THE REQUEST: Go to the line that contains "Practice step: identify the roof rail" and extract it along with every line after it, exactly, through the end of the data below.

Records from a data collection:
☆ ☆ ☆ ☆ ☆ ☆ ☆
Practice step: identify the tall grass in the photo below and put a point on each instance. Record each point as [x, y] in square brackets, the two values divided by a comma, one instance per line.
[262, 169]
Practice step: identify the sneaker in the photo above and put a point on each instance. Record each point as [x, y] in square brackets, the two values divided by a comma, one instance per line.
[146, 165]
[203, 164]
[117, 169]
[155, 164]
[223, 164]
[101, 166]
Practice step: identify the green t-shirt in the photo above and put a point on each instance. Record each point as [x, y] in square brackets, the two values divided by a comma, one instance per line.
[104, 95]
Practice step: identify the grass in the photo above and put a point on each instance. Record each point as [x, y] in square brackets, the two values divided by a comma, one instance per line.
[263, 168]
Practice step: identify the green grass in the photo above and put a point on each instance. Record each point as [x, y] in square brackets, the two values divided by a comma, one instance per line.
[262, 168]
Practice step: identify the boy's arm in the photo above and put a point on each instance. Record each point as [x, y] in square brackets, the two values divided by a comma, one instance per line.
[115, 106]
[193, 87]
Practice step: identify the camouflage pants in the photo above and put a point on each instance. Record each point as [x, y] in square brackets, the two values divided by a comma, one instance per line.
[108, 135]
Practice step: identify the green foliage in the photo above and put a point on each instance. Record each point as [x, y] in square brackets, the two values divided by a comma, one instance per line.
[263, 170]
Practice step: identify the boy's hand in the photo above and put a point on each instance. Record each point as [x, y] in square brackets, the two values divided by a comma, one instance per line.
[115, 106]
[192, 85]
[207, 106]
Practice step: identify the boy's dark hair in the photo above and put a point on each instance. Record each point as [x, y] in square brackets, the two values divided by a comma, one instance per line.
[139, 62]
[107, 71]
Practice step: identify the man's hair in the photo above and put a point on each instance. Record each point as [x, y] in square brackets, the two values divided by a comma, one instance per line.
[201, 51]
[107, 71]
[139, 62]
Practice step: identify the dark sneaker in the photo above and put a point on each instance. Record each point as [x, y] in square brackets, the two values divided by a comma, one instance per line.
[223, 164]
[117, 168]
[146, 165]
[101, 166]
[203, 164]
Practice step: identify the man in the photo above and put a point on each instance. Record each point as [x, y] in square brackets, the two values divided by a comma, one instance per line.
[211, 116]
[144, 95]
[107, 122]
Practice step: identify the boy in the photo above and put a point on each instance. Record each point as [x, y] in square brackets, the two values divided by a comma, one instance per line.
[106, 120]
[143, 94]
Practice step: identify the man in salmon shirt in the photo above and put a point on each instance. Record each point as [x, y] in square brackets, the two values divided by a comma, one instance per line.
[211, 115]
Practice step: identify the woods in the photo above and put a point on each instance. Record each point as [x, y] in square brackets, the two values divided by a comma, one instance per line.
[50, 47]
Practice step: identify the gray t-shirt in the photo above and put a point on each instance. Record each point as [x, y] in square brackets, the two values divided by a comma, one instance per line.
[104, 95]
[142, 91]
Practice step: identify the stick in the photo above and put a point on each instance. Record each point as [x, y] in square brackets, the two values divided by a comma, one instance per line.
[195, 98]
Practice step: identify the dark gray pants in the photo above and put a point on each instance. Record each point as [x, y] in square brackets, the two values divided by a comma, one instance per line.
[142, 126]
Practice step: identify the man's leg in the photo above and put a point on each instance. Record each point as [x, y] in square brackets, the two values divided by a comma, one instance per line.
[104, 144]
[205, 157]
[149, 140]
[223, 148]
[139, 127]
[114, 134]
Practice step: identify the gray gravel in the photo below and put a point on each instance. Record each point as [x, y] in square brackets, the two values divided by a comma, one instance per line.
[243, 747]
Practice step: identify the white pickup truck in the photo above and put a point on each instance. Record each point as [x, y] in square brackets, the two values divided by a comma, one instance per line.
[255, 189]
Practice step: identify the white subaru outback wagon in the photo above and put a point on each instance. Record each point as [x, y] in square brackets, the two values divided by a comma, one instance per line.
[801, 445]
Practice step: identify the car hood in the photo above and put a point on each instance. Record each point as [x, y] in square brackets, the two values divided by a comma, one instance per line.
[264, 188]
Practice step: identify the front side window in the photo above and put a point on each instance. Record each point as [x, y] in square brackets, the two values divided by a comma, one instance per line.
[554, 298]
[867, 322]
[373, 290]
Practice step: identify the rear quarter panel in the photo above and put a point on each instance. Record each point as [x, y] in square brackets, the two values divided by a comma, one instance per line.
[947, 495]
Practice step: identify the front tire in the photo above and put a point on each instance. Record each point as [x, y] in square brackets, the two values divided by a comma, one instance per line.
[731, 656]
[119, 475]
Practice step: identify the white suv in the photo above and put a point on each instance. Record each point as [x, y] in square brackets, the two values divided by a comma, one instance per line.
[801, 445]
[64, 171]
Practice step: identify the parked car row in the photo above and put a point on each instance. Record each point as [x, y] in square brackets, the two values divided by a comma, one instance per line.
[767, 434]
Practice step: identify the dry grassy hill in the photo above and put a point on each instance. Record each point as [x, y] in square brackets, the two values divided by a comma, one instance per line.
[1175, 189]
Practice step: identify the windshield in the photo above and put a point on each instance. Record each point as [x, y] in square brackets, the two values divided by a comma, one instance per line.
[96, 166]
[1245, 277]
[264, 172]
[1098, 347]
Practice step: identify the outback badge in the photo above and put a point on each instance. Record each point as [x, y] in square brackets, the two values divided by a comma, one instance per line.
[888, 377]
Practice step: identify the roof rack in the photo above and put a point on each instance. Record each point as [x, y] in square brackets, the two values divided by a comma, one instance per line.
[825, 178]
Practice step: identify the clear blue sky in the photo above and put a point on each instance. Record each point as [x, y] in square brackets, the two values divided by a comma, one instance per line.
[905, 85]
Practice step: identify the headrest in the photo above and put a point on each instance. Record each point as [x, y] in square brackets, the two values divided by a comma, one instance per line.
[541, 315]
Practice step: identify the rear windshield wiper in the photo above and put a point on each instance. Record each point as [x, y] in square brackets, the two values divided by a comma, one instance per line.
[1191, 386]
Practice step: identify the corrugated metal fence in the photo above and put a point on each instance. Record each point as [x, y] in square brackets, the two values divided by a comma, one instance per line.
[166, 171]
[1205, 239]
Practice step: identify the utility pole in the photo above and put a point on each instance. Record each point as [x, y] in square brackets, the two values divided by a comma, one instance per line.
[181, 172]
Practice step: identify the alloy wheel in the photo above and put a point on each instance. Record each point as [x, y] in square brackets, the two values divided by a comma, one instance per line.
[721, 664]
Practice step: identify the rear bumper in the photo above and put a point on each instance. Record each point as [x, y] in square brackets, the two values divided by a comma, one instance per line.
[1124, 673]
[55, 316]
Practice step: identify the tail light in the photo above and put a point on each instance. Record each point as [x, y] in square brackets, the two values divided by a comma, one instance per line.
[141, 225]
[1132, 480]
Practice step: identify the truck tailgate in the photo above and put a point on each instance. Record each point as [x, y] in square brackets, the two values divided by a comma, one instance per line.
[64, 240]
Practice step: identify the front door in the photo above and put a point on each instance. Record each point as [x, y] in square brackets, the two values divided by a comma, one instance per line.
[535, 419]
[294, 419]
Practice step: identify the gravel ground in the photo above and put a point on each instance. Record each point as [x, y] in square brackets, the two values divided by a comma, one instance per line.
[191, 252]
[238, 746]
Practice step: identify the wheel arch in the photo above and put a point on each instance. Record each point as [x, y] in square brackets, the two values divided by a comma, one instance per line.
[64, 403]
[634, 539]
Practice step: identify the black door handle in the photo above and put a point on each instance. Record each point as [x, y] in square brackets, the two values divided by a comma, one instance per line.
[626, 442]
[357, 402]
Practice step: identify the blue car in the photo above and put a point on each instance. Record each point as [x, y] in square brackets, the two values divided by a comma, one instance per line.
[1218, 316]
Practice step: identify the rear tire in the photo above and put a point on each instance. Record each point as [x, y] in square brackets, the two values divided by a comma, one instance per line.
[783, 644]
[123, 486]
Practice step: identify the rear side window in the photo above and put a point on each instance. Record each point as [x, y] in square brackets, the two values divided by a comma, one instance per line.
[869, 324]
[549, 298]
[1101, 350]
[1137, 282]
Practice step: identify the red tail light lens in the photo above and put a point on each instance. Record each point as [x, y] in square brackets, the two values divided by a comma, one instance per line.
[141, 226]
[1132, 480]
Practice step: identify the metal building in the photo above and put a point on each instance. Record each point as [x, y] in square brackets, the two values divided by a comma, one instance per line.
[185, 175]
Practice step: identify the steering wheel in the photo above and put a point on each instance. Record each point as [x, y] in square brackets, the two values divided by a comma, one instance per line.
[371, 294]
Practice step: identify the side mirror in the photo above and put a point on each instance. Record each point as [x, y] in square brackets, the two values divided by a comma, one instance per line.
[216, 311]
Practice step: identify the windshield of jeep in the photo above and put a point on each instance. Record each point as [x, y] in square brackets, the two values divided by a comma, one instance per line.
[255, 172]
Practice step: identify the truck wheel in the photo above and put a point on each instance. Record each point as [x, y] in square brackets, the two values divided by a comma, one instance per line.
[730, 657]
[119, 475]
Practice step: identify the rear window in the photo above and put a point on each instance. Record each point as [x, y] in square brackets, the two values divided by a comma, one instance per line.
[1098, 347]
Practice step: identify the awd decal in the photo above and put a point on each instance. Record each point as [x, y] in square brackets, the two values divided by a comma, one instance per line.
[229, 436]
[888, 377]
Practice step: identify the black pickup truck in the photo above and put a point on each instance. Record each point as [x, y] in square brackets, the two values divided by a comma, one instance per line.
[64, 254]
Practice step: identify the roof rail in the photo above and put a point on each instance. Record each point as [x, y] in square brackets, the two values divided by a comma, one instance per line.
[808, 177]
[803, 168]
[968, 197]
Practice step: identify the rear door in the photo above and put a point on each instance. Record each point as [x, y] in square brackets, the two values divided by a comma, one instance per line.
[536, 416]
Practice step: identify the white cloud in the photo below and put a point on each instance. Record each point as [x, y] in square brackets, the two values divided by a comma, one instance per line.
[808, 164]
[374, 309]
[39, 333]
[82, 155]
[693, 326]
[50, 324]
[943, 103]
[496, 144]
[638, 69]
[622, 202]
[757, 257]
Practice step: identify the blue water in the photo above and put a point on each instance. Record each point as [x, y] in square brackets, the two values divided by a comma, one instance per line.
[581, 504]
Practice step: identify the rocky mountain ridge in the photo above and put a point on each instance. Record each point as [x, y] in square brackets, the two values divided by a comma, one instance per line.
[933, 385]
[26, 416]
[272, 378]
☆ ☆ ☆ ☆ ☆ ☆ ☆
EXERCISE OUTPUT:
Practice step: identify the roof rail in the photo above and put a point on each instance. Record each point as [x, y] in square brackets, the two values divided by a comma, one instance per line.
[808, 177]
[803, 168]
[968, 197]
Practice step: identify the rear door in the photo above and put a point on each instance. Record each point as [x, y] in square brackets, the two values divided by a comma, one instance per line.
[536, 416]
Practice step: identify the white cloud in the photo below and put a point on each instance. Record each point as [x, y] in square brackets, the two values divided by a comma, one instance per line.
[808, 164]
[374, 309]
[39, 333]
[82, 155]
[693, 326]
[50, 324]
[943, 103]
[496, 144]
[638, 69]
[622, 202]
[757, 257]
Practice step: identify the blue water in the photo above and put a point on each instance. Record each point as [x, y] in square brackets, the two values divided by a comma, one instance per line.
[581, 504]
Practice step: identify the rocky mountain ridge in the photo above and put a point on each instance. Record each point as [x, y] in square brackets, the two values divided by a comma, one instance per line.
[933, 385]
[26, 416]
[272, 378]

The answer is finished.